Verilen görev 1: Stoacılar hakkındaki alıntıya göre uyku, ruhun gerilmesi açısından nasıl tanımlanır?
Verilen görev 2: Stoacılar hakkındaki alıntıyı son cümlesinden sonra aynı konuyla sürdürün.

Alıntı:
>>>>

Toplam karışımın kendine özgü ve oldukça tartışmalı olan niteliği karşılıklı eş yayılımın ortaya çıkması için her iki maddenin aynı miktarda olması gerekmiyor. Bu nedenle Chrysippus kışkırtıcı bir şekilde toplam karışımda bir damla şarabın (içine eş yayılarak) tüm okyanusa dağılabileceğini öne sürmüştü. Bu, Aristoteles’in De generatione et corruptione’sindeki karışım kuramının açıkça reddedilmesidir. Etkin tözlerde bulunan pneuma, son derece esnek özelliğe sahip ve öznel niteliklerini muhafaza ederek çok seyrelmiş bir halde de varlığını sürdürebilir görünüyor.

  1. Ölüm

Toplam karışım ve pneuma öğretisi Stoacıların, Platon’un “ruhun bedenden ayrılması” olarak ifade ettiği ölüm tanımını benimsemelerine olanak sağlıyordu. Fakat Stoacılar bu tanımı, sadece fiziksel şeylerin fiziksel şeylerden ayrılabileceğini, bu yüzden de ruhun maddesel olması gerektiğini öne sürerek Platon’a karşı kullandılar. Ruh, bedene crasis türü bir karışım oluşturarak yayılmış olduğu için ayrışması da mümkündü. Ayrışma, ruhun gerilmesinin gevşemesi ile mümkün oluyor görünüyor. Uyku hafif bir gevşeme iken, ölüm gerilmenin tümden gevşemeye uğraması sonucu ruhun bedenden ayrılmasıdır deniyordu.

<<<<

Sağlanan materyal:
>>>>

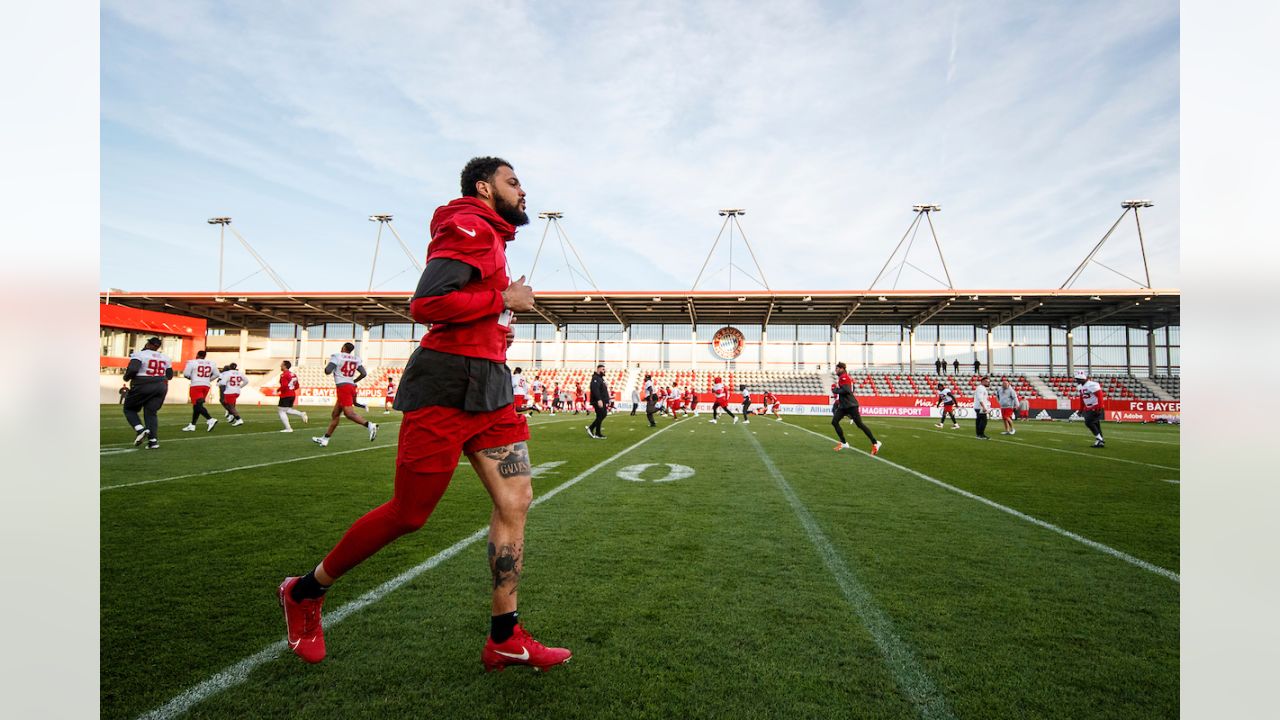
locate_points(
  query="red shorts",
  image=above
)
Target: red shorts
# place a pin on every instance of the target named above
(433, 438)
(346, 395)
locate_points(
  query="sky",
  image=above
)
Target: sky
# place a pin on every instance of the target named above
(1028, 123)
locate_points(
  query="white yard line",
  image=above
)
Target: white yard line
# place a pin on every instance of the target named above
(899, 656)
(1018, 514)
(238, 673)
(1095, 455)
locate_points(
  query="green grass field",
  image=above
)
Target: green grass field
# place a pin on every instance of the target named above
(1025, 577)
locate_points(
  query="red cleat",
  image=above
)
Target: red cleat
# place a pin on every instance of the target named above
(521, 648)
(302, 621)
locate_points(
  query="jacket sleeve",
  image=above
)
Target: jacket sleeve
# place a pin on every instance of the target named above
(440, 299)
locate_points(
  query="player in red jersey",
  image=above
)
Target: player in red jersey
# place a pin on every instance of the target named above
(202, 373)
(236, 383)
(846, 406)
(389, 395)
(720, 400)
(288, 396)
(457, 400)
(772, 406)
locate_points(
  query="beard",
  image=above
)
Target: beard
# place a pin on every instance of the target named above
(511, 213)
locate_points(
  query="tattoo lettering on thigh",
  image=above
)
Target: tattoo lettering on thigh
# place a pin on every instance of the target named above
(512, 460)
(506, 563)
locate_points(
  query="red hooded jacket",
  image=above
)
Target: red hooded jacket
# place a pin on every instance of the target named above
(465, 322)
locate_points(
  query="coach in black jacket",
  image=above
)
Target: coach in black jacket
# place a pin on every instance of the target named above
(599, 401)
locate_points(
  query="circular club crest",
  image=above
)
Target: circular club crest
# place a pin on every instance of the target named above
(727, 342)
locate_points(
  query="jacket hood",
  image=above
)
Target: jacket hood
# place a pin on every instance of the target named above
(455, 210)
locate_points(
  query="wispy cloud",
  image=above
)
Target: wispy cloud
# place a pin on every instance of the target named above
(1028, 123)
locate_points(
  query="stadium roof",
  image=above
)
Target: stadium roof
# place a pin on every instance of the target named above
(984, 308)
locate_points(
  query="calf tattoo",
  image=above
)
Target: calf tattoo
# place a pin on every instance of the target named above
(506, 563)
(512, 459)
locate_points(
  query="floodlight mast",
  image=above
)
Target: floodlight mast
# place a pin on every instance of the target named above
(385, 219)
(1127, 205)
(222, 237)
(731, 215)
(924, 212)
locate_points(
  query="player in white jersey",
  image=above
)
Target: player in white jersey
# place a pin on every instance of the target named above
(236, 382)
(149, 373)
(347, 369)
(520, 390)
(538, 387)
(201, 373)
(720, 400)
(1092, 404)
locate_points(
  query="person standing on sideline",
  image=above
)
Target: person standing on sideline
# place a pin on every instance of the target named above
(149, 374)
(846, 406)
(288, 396)
(599, 402)
(1008, 399)
(201, 373)
(1092, 400)
(456, 399)
(981, 408)
(236, 382)
(947, 400)
(650, 400)
(347, 370)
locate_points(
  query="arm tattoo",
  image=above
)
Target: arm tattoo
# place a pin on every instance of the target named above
(507, 563)
(512, 459)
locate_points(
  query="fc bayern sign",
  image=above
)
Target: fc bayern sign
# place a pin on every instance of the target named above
(727, 342)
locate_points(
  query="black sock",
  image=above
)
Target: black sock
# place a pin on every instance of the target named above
(307, 588)
(502, 627)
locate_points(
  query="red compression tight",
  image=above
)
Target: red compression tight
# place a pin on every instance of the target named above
(415, 497)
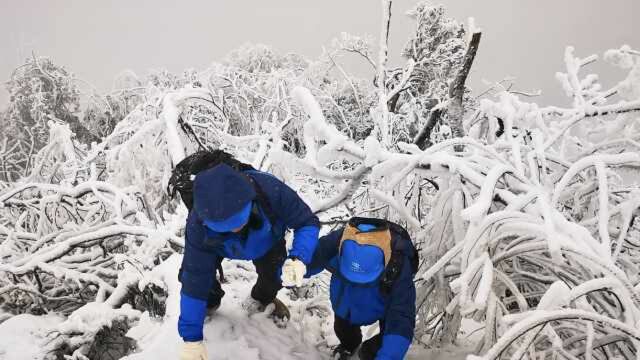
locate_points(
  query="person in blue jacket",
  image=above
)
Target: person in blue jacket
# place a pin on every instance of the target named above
(240, 215)
(371, 281)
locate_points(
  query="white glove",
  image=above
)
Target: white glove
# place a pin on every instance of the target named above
(193, 350)
(293, 271)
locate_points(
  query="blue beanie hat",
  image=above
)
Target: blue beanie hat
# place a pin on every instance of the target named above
(222, 194)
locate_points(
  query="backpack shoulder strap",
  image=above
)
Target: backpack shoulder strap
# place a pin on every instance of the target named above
(402, 249)
(261, 196)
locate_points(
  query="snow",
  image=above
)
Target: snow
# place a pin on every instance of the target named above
(22, 337)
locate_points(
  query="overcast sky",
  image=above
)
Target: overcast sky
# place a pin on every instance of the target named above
(98, 39)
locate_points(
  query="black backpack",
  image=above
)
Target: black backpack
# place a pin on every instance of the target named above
(401, 248)
(181, 180)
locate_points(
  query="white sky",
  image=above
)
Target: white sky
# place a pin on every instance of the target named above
(98, 39)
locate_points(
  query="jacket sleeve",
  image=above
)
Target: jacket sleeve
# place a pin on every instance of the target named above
(196, 275)
(400, 317)
(294, 213)
(326, 250)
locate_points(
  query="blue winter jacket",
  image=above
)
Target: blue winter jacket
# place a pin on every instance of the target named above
(203, 247)
(364, 304)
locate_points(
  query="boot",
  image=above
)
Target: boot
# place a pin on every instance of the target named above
(341, 353)
(280, 314)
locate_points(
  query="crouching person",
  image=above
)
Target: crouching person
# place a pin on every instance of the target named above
(372, 262)
(240, 215)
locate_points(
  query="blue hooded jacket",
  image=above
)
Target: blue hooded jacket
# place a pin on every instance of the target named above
(364, 304)
(204, 247)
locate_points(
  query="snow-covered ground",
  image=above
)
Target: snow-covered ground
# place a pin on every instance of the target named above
(230, 333)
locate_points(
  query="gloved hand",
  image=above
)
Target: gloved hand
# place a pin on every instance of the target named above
(193, 350)
(293, 272)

<<<<

Nihai sonuç 1: Uyku, ruhun gerilmesinin hafif bir gevşemesidir.

Nihai sonuç 2:
Stoacılara göre ölüm, kişinin varoluşunun sonu değildi. Ruh bedenden ayrıldıktan sonra bir süre daha bütünlüğünü koruyabiliyordu. Chrysippus ve Cleanthes ruhun ölümden sonraki kaderi hakkında aynı fikirde değillerdi. Cleanthes insanların ruhlarının, ilahi ateşin evrendeki tüm maddeyi yakarak tüketeceği düşünülen büyük yangın gününe kadar varlığını sürdürebileceğini öne sürüyordu. Öte yanda Chrysippus, sadece bilgelerin ruhlarının böyle bir dayanıklılık gösterebileceğini düşünüyordu. Bilge olmayanların ruhları, ancak kısa bir süre daha bozulmadan veya evrensel pneuma içine karışıp gitmeden var olabilirdi. Akıllı olmayan yaratıkların ruhları ise bedenleri ile birlikte yok oluyordu. Ruhun ölümden sonra var olmaya devam etmesinin kişiye herhangi bir faydası olduğuna veya Stoacıların bunu kişide etik veya entelektüel davranışı teşvik edici olarak kullandığına ilişkin hiçbir belirti yok. Stoacılıkta cennet de cehennem de yoktu; insanın hayatını yaşaması ve erdemlerini mükemmelleştirmesi zamanı şimdiki zamandı.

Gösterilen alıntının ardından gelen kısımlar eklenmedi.